[Begin]

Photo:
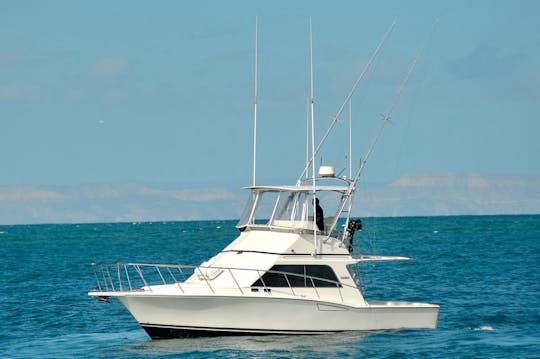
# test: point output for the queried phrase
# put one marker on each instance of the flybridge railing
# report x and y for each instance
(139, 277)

[End]
[Begin]

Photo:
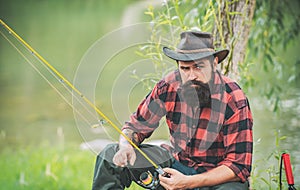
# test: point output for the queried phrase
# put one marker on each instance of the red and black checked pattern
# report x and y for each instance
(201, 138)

[End]
[Begin]

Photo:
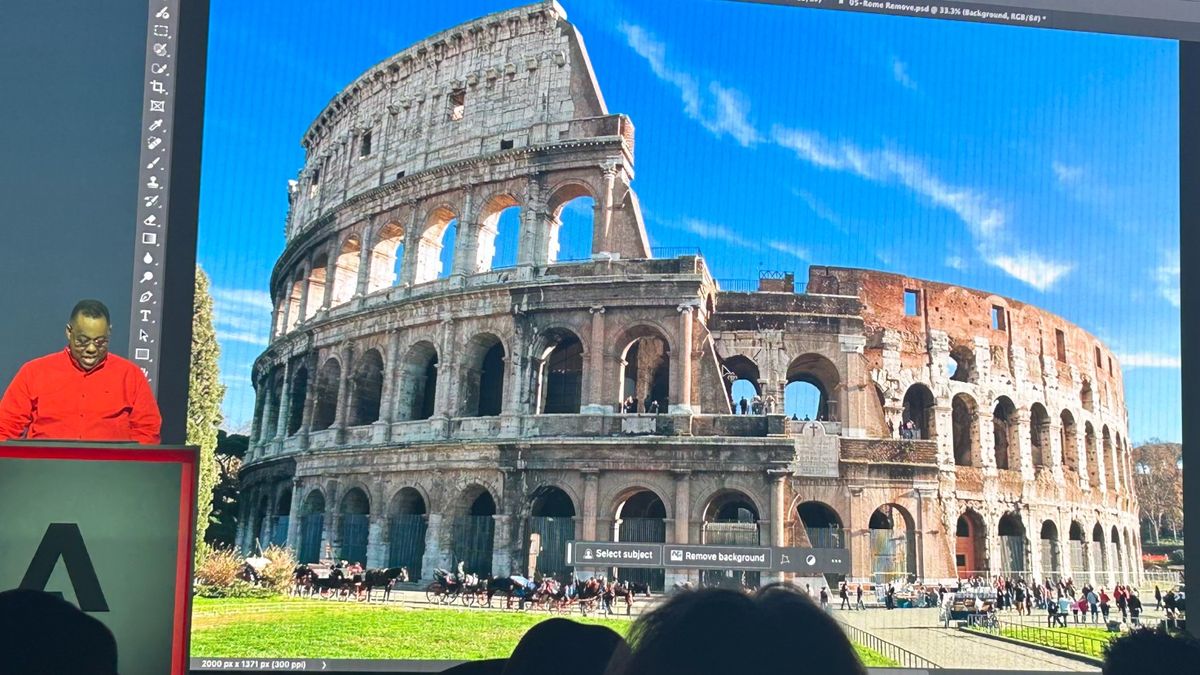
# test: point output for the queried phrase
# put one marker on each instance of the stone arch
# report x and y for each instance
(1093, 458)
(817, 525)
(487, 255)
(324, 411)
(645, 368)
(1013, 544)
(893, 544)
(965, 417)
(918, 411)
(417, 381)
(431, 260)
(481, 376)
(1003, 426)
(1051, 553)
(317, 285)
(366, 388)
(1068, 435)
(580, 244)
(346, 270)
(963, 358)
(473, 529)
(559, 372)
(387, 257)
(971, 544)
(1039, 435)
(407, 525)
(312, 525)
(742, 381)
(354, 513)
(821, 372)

[End]

# EXERCISE REQUIREMENTS
How many lines in the records above contain the string "marker", with case taken into account? Reply with the number alone.

# TASK RESPONSE
3